▶ _PASSAGE DU DOCUMENT_
------------------------

Devenue une franchise incontournable des jeux d’aventure narratifs en à peine une décennie, Life is Strange a rencontré un très joli succès auprès du public, notamment grâce à ses deux premiers épisodes chapeautés par DON’T NOD. Mais ces dernières années, c’est Deck Nine qui se charge d’étoffer son univers. Une tâche délicate que le studio américain a su accomplir avec plus ou moins de réussite par l’intermédiaire du spin-off True Colors et de Life is Strange Remastered Collection, une compilation regroupant les versions modernisées de la production commercialisée en 2015 et son préquel Before the Storm.
En cette fin d’année, il se lance le défi ambitieux d’offrir une suite digne de ce nom à l’histoire de Max Caulfield, protagoniste phare du premier opus de la saga qui avait grandement marqué les esprits des joueurs et des joueuses à l’époque. Intitulée Life is Strange: Double Exposure, elle sort cette semaine sur PC, PlayStation 5 et Xbox Series et la question que tout le monde se pose est la suivante : ce titre parvient-il à se hisser à un niveau de qualité similaire à ceux de la société française ? Notre réponse est « oui »… et « non » et nous vous expliquons pourquoi dans ce test garantit sans spoilers majeurs.

------------------------

▶ _EXTRAIT SOURCE_
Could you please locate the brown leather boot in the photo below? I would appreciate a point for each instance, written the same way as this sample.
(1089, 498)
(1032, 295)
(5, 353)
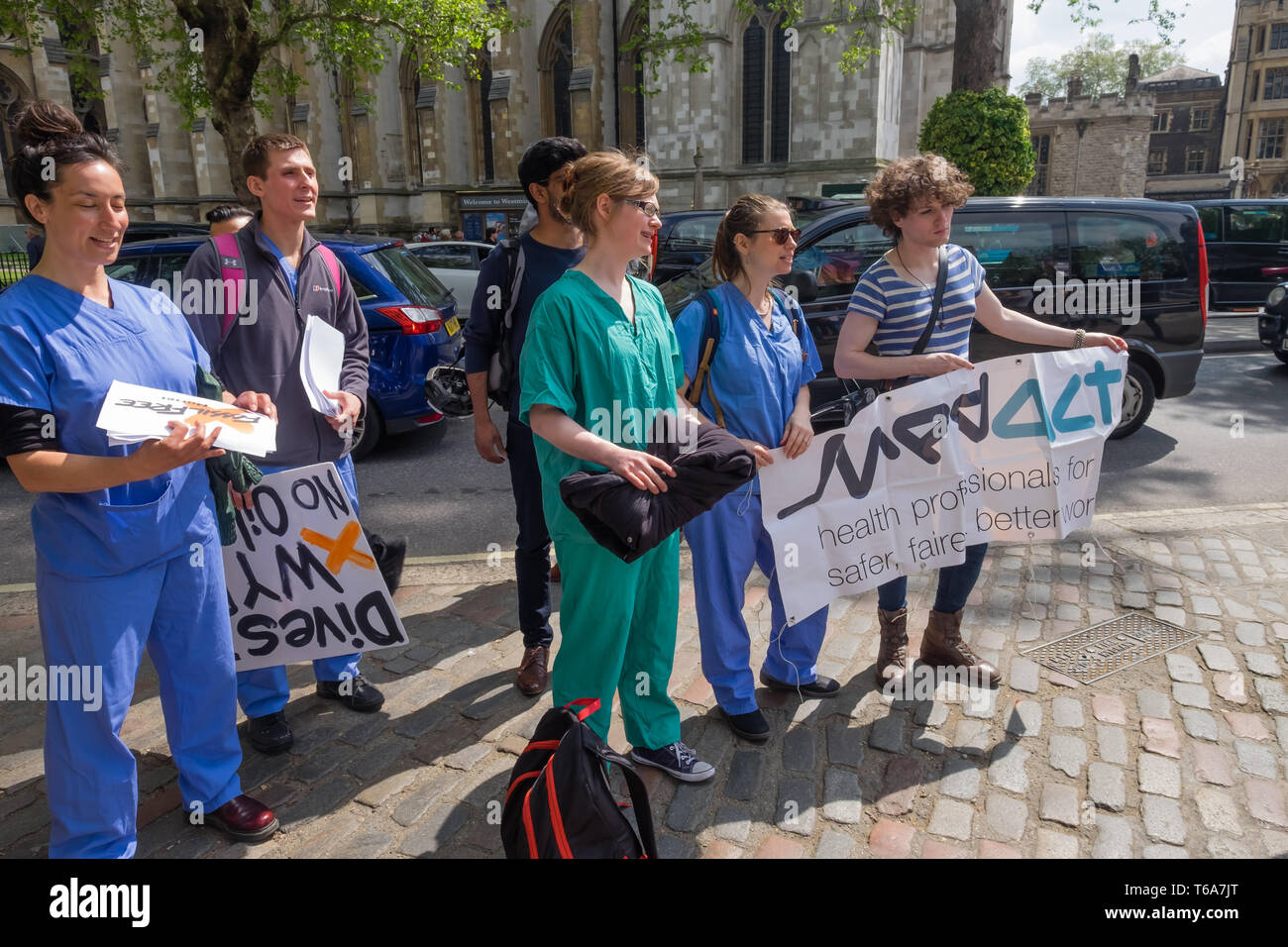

------------------------

▶ _EXERCICES PROPOSÉS_
1 > Indiquez si chacune des affirmations suivantes concorde avec le passage sur Life is Strange, en répondant par oui ou par non et en citant les mots décisifs du passage. (a) Les deux premiers épisodes de la saga ont été chapeautés par Deck Nine. (b) Life is Strange: Double Exposure sort sur PC, PlayStation 5 et Xbox Series. (c) Deck Nine est un studio américain.
2 > Reprenez le passage sur Life is Strange: Double Exposure et rédigez sa suite à partir de sa dernière phrase.

▶ _RÉPONSES AUX EXERCICES_
1 >
(a) Non : « notamment grâce à ses deux premiers épisodes chapeautés par DON’T NOD ».
(b) Oui : « elle sort cette semaine sur PC, PlayStation 5 et Xbox Series ».
(c) Oui : « le studio américain ».

2 >
Conditions de test : Test réalisé sur une version Ultimate numérique fournie par Square Enix tournant sur un PC portable AORUS 17H BXF (2023) équipé d’un processeur Intel Core i7-13700H (2,4 GHz), d’une NVIDIA GeForce RTX 4080 Laptop, d’une mémoire vive de 16 Go de RAM DDR5, d’un écran LCD 17,3 pouces de résolution 1080p, et d’une manette Xbox One. Notre session a duré environ 16h30, temps nécessaire pour terminer à notre rythme la première partie entamée en VF dans le cadre de notre preview et effectuer une seconde run complète en VO en modifiant la grande majorité de nos choix. Notez que nous avons profité du titre en configuration graphique Cinématique/Ultra, récupéré tous les collectibles disponibles, ainsi que déverrouillé près de 80% des succès Steam. Pour rappel, le point de vue exposé dans cet article est celui d’une personne ayant joué à plusieurs reprises aux différents épisodes de la licence, Before the Storm exclu.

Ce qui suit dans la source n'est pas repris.